What to work on:
Reproduce every line of the records below word for word, keeping the original order.

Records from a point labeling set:
* * *
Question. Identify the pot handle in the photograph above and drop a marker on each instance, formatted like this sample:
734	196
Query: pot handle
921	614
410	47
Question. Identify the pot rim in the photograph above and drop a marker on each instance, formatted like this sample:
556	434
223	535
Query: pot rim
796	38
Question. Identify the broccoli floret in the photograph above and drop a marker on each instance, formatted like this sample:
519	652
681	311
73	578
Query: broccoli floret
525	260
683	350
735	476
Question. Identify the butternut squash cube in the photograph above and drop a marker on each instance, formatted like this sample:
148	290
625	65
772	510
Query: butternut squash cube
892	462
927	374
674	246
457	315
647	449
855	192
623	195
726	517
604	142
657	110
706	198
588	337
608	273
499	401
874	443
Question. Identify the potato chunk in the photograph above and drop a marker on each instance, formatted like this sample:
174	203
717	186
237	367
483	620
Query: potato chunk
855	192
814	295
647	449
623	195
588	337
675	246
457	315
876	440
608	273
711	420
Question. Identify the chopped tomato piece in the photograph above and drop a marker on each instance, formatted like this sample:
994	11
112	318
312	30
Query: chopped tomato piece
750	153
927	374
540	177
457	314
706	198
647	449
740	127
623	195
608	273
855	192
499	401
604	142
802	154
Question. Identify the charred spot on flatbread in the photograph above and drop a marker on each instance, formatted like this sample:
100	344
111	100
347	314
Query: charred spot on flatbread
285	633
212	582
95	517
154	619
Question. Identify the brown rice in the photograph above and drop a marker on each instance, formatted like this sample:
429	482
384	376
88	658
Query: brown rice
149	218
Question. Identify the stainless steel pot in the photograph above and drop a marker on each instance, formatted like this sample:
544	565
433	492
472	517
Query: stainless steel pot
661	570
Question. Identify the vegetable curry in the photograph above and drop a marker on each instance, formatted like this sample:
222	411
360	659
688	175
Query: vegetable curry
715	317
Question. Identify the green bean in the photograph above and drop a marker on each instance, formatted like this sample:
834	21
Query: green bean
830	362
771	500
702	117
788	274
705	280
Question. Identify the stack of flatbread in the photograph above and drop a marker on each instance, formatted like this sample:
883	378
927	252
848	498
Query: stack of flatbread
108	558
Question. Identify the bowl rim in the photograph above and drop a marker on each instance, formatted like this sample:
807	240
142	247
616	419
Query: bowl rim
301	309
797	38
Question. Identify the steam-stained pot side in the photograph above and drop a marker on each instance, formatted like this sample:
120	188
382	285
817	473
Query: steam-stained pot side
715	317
* * *
Response to this exercise:
Question. Identify the pot handle in the photograph above and drop a marker on each instance, formatted like this sample:
734	196
Query: pot handle
921	614
410	47
Question. Identify the pot rim in the photograph above and drop a marker on each instance, formatted like this sample:
556	434
223	535
Query: pot rim
796	38
Question. Identify the broccoli floret in the photograph above and drop a marker on each instance, formatted like this sample:
519	652
681	311
73	578
Query: broccoli floret
525	260
683	350
735	476
Question. Identify the butternut squash cube in the photograph above and drop a marker on each instance, formatted like this sample:
148	290
625	65
772	510
Query: butternut squash cube
892	462
927	374
674	246
457	315
647	449
855	192
623	195
726	517
604	142
657	110
706	198
588	337
608	273
499	401
874	443
Question. Identify the potato chunk in the photograph above and drop a marker on each instance, formatted like this sample:
174	203
717	186
237	367
483	620
Query: potato chunk
855	192
814	295
647	449
623	195
588	337
675	246
457	315
876	440
608	273
711	420
Question. Identify the chopped tomato piece in the photograph above and drop a marker on each instance, formatted like this sample:
994	11
112	318
312	30
Query: chopped tomato piece
750	153
927	374
540	177
457	314
706	198
647	449
740	127
623	195
608	273
855	192
499	401
604	142
802	154
Question. Identify the charred spot on flatbread in the photograph above and drop a marker on each instance, formatted like this sample:
100	344
111	100
347	314
Query: charred spot on flatbread
285	633
212	582
95	517
154	619
Question. Identify the brown rice in the photograph above and drop a marker on each instance, formatted like this sample:
429	482
384	376
88	658
Query: brown rice
149	218
Question. Identify the stainless steel pot in the photograph above and drop a marker on each instance, formatted like this sample:
544	565
433	492
472	517
Query: stainless steel pot
661	570
Question. Identify the vegetable curry in the photograph above and drop a marker on each instance, formatted like this sample:
222	411
360	659
688	175
Query: vegetable curry
715	317
Question. Identify the green bean in the photograph above and drop a marker on each instance, formatted like this sample:
834	21
Query: green bean
830	362
771	500
702	117
788	274
705	280
Question. Identify the stack of flatbread in the photograph above and drop a marker on each instance, formatted like this sample:
883	378
927	252
848	498
Query: stack of flatbread
108	558
Question. Identify the bowl rim in the photograph above and drop a marker on each instance, formatted like this sample:
807	240
142	247
616	419
Query: bowl rim
301	309
797	38
Question. Identify the steam-stained pot side in the photograph above and drop a marker on each instance, formatted like this sample:
120	188
382	285
817	473
Query: steam-stained pot side
715	317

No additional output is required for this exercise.